→ **WHAT YOU WILL DO**: Please output everything from the line containing "# test: point on every instance of the stone" down to the last line of the records, both included, as a numbered list with blank lines omitted.

***** INPUT *****

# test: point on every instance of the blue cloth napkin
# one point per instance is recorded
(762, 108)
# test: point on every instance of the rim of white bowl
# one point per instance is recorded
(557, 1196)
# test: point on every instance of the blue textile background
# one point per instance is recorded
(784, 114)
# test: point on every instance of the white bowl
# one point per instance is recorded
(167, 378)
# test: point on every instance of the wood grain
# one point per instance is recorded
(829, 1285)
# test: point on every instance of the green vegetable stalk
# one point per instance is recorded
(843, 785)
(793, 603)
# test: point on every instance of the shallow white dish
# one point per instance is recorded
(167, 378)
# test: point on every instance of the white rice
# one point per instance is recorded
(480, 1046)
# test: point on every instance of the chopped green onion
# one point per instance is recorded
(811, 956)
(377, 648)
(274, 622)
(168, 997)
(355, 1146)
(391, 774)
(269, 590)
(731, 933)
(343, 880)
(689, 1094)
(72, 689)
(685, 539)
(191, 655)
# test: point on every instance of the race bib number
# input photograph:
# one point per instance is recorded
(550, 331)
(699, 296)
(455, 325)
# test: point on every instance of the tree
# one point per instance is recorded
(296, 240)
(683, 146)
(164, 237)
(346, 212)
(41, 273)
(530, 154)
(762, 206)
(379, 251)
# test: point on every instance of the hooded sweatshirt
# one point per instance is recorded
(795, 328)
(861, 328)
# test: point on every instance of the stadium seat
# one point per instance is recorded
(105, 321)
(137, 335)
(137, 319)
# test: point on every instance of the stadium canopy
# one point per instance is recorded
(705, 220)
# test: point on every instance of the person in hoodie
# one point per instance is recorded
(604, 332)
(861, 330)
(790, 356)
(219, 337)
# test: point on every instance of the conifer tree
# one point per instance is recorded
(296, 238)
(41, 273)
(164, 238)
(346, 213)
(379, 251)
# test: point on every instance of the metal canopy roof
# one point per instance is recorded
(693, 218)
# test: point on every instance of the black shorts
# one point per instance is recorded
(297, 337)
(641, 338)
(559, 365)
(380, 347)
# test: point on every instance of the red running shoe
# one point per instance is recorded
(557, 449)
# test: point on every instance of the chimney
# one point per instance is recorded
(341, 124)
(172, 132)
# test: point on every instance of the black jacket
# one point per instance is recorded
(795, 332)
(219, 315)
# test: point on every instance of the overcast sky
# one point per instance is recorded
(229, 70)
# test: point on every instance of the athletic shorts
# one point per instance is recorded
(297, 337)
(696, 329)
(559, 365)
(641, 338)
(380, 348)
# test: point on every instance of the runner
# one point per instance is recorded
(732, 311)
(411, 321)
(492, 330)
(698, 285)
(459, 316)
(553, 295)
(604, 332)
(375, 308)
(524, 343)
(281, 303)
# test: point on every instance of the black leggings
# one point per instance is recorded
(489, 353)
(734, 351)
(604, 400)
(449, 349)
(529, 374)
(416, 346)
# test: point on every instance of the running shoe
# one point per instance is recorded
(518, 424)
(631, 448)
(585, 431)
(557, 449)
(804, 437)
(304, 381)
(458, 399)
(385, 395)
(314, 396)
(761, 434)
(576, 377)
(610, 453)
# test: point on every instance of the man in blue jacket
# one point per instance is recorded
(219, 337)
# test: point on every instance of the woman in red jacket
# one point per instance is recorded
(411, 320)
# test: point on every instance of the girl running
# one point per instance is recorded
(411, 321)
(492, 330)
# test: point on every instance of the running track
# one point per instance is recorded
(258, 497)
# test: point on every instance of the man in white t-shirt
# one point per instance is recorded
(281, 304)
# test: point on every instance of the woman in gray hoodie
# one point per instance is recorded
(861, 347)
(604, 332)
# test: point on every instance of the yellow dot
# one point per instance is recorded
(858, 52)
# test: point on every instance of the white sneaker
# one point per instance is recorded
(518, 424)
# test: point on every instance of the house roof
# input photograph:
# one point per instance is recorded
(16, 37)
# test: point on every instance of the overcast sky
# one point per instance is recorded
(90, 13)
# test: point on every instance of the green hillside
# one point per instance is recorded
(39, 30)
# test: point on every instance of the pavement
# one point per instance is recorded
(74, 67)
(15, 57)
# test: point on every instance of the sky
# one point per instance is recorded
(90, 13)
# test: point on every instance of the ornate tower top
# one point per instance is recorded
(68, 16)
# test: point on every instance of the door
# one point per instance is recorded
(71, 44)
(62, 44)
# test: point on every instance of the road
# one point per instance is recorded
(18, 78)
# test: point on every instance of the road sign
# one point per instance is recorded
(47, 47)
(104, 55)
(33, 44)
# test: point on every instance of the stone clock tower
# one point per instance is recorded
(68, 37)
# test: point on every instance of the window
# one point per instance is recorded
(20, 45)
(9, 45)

*****

→ **RESPONSE**:
1. # test: point on every instance of the stone clock tower
2. # one point per instance is recorded
3. (68, 37)
4. # test: point on every instance of the window
5. # one point per instance is recorded
6. (20, 45)
7. (9, 45)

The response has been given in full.